Given problem -> All records are to be retyped faithfully and completely.

Data to process ->
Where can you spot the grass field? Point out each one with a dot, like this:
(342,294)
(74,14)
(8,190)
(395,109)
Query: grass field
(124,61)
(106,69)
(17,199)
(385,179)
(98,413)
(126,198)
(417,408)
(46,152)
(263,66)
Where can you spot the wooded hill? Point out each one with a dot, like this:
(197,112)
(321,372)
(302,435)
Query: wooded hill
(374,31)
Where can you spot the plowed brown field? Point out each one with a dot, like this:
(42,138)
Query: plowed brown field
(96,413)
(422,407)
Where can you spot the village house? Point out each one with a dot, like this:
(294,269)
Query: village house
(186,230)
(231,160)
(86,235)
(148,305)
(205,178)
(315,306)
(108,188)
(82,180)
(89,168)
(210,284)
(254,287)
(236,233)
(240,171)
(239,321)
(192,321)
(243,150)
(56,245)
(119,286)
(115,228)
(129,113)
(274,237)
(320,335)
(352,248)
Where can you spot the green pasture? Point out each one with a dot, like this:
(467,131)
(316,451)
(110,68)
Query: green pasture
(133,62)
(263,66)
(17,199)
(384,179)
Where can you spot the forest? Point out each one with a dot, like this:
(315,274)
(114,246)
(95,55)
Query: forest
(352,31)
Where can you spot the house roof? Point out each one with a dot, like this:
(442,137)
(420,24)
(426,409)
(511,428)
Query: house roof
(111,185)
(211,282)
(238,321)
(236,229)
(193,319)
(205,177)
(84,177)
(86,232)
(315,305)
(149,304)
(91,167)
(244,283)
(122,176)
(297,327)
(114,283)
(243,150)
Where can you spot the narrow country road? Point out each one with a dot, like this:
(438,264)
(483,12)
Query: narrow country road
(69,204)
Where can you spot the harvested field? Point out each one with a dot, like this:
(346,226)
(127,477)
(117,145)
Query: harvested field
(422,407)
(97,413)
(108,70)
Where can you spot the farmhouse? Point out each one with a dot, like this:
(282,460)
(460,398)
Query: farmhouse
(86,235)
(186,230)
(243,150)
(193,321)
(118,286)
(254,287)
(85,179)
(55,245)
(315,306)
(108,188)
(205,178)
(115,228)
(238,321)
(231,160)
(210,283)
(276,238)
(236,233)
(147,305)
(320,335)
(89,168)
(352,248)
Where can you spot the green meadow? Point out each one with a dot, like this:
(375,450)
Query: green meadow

Exercise response ->
Where can you spot the grass field? Point out each one with a dot, like this:
(342,294)
(74,14)
(8,190)
(395,109)
Query: grass field
(124,61)
(106,69)
(17,199)
(385,179)
(98,413)
(126,198)
(417,408)
(46,152)
(263,66)
Where can you spot the wooded hill? Point out each one with a dot, like this:
(197,112)
(321,372)
(302,435)
Query: wooded hill
(374,31)
Where can you spot the plowed brown field? Point out each one with a dot, like this:
(42,138)
Query: plowed brown field
(96,413)
(422,407)
Where can you spot the village house? Point out each one with a dot, like this:
(294,269)
Query: village house
(186,230)
(231,160)
(86,235)
(148,305)
(205,178)
(315,306)
(108,188)
(82,180)
(89,168)
(210,284)
(254,287)
(236,233)
(240,171)
(239,321)
(192,321)
(243,150)
(56,245)
(119,286)
(115,228)
(129,113)
(274,237)
(320,335)
(352,248)
Where can you spot the green pasture? Point out each one with a dot, like this:
(467,131)
(316,451)
(110,68)
Query: green pasture
(133,62)
(263,66)
(17,199)
(384,179)
Where can you spot the forest? Point out each one with a dot, like this:
(315,274)
(114,246)
(95,55)
Query: forest
(352,31)
Where can you spot the house roof? Point out each one with a dot, like this:
(442,137)
(420,24)
(426,409)
(511,428)
Query: house roof
(111,185)
(211,282)
(238,321)
(236,229)
(193,319)
(205,177)
(84,177)
(86,232)
(315,305)
(149,304)
(91,167)
(244,283)
(122,176)
(297,327)
(114,283)
(243,150)
Where can you spot the narrow country road? Point out each one with a dot, like this:
(438,264)
(483,12)
Query: narrow country road
(69,204)
Where can you spot the harvested field? Point out each one with a dot, like this:
(346,226)
(127,477)
(117,145)
Query: harvested field
(422,407)
(97,413)
(108,70)
Where can you spot the farmhouse? Point out each one with a dot, like this:
(282,460)
(460,398)
Query: farmhouse
(86,235)
(186,230)
(243,150)
(193,321)
(118,286)
(254,287)
(85,179)
(55,245)
(315,306)
(108,188)
(205,178)
(115,228)
(238,321)
(231,160)
(210,283)
(276,238)
(236,233)
(147,305)
(320,335)
(89,168)
(352,248)
Where can you spot the green meadow? Point out each one with a dot, like this:
(375,450)
Query: green meadow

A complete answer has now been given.